“Hello, Bookstore.” That’s how Matthew Tannenbaum answers the phone a dozen times a day at his independent bookshop in Lenox, Massachusetts, always with the same gentle, curious voice. (He’s an old hippy; you could imagine him played by Mark Rylance in the movie of his life.)
Booklovers will instantly feel at home in this documentary and in Tannenbaum’s store – a warm inviting hang-out, a little shabby with comfy armchairs to settle down in, children curled up on the floor noses in books. It’s clearly a bookshop full of discoveries, one of those you pop into for a browse and walk out lugging a carrier bag full of books. There’s even a wine bar in the corner, Get Lit, opened by Tannenbaum in memory of a wine-loving Czech friend who’d escaped the Nazis, then lived to the age of 90.

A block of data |
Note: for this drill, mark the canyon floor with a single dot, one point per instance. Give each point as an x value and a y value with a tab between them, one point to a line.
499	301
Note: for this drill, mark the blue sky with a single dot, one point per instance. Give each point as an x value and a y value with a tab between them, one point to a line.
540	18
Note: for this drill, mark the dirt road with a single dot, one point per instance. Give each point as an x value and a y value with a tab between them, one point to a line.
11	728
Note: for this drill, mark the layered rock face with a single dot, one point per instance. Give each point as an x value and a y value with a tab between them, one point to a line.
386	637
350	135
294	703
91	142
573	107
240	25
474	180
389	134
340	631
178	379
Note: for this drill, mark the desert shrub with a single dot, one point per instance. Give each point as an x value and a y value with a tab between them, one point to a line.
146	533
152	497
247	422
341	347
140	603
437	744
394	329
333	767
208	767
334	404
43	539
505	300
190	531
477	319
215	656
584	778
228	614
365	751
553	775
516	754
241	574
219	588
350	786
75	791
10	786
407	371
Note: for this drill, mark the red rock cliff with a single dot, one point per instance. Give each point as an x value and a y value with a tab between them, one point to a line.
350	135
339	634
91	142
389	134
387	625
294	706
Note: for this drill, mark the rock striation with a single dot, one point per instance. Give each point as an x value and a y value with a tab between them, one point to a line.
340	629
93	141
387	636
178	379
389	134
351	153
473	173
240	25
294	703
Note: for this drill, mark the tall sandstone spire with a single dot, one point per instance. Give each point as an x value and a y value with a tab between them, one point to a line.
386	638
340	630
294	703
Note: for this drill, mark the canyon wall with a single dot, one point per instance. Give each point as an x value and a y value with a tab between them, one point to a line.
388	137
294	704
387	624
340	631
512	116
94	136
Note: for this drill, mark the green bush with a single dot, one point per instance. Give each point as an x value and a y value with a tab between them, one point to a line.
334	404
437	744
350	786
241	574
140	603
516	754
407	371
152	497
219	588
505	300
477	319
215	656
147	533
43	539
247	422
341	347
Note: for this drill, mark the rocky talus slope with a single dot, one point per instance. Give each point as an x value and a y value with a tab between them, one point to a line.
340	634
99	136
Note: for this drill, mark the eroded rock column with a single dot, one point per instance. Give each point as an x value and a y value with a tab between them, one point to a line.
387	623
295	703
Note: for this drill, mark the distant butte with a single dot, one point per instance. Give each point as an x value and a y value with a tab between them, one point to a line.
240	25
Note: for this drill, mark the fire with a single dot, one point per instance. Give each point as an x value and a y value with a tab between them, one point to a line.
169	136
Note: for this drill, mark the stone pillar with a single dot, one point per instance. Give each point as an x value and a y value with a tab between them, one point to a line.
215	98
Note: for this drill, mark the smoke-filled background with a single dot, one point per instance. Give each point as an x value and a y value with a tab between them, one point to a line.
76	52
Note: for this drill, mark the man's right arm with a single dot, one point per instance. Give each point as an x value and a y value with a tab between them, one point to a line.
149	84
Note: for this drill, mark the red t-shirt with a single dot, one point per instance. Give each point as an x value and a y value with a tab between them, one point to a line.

What you need to do |
• A. From the bookstore piece, list every person and place named.
• B. Return the part of the bookstore piece that starts with the words containing "Booklovers will instantly" and ends with "the age of 90.".
• C. In the bookstore piece, what is the wine bar in the corner called?

Answers to the exercises |
• A. Matthew Tannenbaum, Lenox, Massachusetts, Mark Rylance

• B.
Booklovers will instantly feel at home in this documentary and in Tannenbaum’s store – a warm inviting hang-out, a little shabby with comfy armchairs to settle down in, children curled up on the floor noses in books. It’s clearly a bookshop full of discoveries, one of those you pop into for a browse and walk out lugging a carrier bag full of books. There’s even a wine bar in the corner, Get Lit, opened by Tannenbaum in memory of a wine-loving Czech friend who’d escaped the Nazis, then lived to the age of 90.

• C. Get Lit